QUÉ SE PIDE: Imprime sin cambios las líneas de los ítems que van desde el comienzo hasta la línea que contiene "column 452, row 427", ambas incluidas.
****
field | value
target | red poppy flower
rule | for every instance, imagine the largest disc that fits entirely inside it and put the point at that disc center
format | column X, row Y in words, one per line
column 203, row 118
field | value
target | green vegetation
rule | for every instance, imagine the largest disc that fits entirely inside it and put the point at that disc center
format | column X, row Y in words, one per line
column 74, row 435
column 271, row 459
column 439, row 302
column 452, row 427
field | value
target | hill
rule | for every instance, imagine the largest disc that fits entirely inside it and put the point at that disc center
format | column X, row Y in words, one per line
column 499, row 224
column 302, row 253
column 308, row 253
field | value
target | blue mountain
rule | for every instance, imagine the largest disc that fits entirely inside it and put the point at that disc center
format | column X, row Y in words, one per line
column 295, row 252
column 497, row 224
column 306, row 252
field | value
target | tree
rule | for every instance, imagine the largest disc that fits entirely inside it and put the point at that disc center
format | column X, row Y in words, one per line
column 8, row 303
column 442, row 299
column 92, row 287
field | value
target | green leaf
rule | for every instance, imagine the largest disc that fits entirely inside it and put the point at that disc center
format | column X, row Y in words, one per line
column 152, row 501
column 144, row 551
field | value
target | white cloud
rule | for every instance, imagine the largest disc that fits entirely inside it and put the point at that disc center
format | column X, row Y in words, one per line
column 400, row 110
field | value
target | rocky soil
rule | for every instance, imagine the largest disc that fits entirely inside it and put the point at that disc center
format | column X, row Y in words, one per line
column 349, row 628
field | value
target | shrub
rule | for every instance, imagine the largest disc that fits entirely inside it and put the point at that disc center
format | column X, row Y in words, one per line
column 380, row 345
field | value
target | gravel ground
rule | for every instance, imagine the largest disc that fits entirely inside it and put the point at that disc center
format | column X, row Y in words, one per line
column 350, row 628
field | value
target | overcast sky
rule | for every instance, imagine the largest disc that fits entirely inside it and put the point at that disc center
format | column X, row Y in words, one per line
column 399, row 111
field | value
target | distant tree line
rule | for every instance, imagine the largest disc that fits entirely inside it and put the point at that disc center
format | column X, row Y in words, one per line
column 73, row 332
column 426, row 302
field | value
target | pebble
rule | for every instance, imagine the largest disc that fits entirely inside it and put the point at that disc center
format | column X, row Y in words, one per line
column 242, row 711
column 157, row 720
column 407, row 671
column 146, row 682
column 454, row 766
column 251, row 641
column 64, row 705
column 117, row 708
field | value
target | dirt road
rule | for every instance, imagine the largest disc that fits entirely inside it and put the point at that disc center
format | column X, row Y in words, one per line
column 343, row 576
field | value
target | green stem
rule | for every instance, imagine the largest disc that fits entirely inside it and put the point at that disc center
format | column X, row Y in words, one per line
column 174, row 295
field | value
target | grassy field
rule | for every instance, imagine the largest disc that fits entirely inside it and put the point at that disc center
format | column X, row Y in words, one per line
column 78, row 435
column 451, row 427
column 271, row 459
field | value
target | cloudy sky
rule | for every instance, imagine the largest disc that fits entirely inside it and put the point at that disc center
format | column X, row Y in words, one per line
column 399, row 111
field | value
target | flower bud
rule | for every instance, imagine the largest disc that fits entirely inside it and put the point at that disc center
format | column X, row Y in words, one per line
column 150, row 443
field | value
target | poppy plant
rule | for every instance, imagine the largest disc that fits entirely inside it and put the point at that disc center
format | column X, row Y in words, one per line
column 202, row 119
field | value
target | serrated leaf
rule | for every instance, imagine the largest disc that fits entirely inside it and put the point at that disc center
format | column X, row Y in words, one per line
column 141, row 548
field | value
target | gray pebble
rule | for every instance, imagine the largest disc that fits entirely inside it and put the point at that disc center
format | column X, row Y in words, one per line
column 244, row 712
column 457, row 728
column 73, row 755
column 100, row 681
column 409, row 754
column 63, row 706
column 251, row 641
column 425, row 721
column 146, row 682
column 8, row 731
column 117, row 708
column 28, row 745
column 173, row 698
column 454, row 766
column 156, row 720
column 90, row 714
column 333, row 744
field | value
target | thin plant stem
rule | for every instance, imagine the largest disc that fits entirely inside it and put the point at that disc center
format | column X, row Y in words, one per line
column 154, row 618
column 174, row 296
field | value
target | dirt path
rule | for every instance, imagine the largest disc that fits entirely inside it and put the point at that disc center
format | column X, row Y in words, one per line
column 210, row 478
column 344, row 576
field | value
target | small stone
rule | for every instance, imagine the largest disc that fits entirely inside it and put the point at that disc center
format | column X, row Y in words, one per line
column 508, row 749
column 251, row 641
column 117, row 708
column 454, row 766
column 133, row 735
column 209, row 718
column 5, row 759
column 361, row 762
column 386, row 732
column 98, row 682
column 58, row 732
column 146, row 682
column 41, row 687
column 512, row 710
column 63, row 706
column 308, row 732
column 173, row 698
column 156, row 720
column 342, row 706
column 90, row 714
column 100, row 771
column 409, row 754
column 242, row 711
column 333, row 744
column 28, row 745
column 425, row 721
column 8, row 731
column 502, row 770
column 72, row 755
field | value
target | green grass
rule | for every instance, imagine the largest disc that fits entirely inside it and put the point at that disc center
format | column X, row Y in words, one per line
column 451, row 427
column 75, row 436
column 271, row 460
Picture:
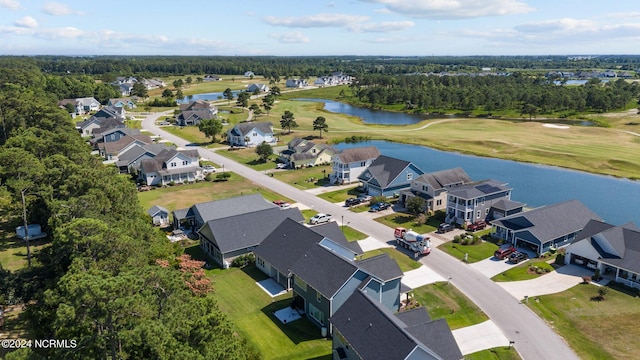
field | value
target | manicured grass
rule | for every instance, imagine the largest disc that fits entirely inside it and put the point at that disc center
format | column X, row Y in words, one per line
column 594, row 329
column 183, row 196
column 475, row 252
column 444, row 300
column 405, row 262
column 251, row 311
column 522, row 272
column 502, row 353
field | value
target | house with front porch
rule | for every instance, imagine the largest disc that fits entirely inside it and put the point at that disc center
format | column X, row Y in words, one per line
column 473, row 202
column 433, row 187
column 251, row 134
column 170, row 166
column 614, row 250
column 546, row 227
column 387, row 176
column 363, row 329
column 348, row 164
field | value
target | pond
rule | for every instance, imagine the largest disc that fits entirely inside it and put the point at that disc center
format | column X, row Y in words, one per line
column 617, row 201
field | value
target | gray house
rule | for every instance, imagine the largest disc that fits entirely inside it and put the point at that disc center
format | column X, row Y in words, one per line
column 546, row 227
column 362, row 329
column 388, row 176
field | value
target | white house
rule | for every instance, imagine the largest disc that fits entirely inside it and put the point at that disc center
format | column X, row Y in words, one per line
column 351, row 163
column 171, row 166
column 251, row 134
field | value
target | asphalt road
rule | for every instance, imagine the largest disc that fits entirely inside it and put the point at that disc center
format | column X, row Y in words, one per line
column 533, row 338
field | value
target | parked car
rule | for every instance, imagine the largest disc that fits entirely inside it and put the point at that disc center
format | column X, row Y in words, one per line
column 444, row 228
column 282, row 204
column 518, row 256
column 320, row 218
column 353, row 201
column 478, row 225
column 503, row 252
column 379, row 206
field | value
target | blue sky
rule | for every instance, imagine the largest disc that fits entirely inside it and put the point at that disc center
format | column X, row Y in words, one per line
column 312, row 27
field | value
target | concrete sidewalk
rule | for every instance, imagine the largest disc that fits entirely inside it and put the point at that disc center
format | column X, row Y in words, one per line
column 479, row 337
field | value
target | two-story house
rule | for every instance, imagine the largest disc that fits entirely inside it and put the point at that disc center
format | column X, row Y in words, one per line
column 251, row 134
column 170, row 166
column 433, row 187
column 348, row 164
column 473, row 202
column 388, row 176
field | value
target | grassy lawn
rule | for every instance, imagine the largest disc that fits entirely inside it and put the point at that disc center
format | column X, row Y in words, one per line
column 522, row 272
column 594, row 329
column 183, row 196
column 444, row 300
column 501, row 353
column 405, row 262
column 475, row 252
column 250, row 309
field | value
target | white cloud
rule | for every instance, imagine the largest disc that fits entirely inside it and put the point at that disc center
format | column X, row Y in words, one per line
column 58, row 9
column 385, row 26
column 316, row 21
column 27, row 22
column 10, row 4
column 454, row 9
column 295, row 37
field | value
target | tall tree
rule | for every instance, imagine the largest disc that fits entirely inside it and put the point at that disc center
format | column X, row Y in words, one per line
column 320, row 123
****
RESULTADO OBTENIDO:
field | value
target | red poppy flower
rule | for every instance, imagine the largest disc that fits entirely inside it and put the point at that disc center
format | column X, row Y in words, one per line
column 203, row 118
field | value
target | green vegetation
rule | for every instance, imagine the largest disc that fits entirely inside it and put the point at that disc center
format | column X, row Y in words, one per line
column 74, row 435
column 271, row 459
column 439, row 302
column 452, row 427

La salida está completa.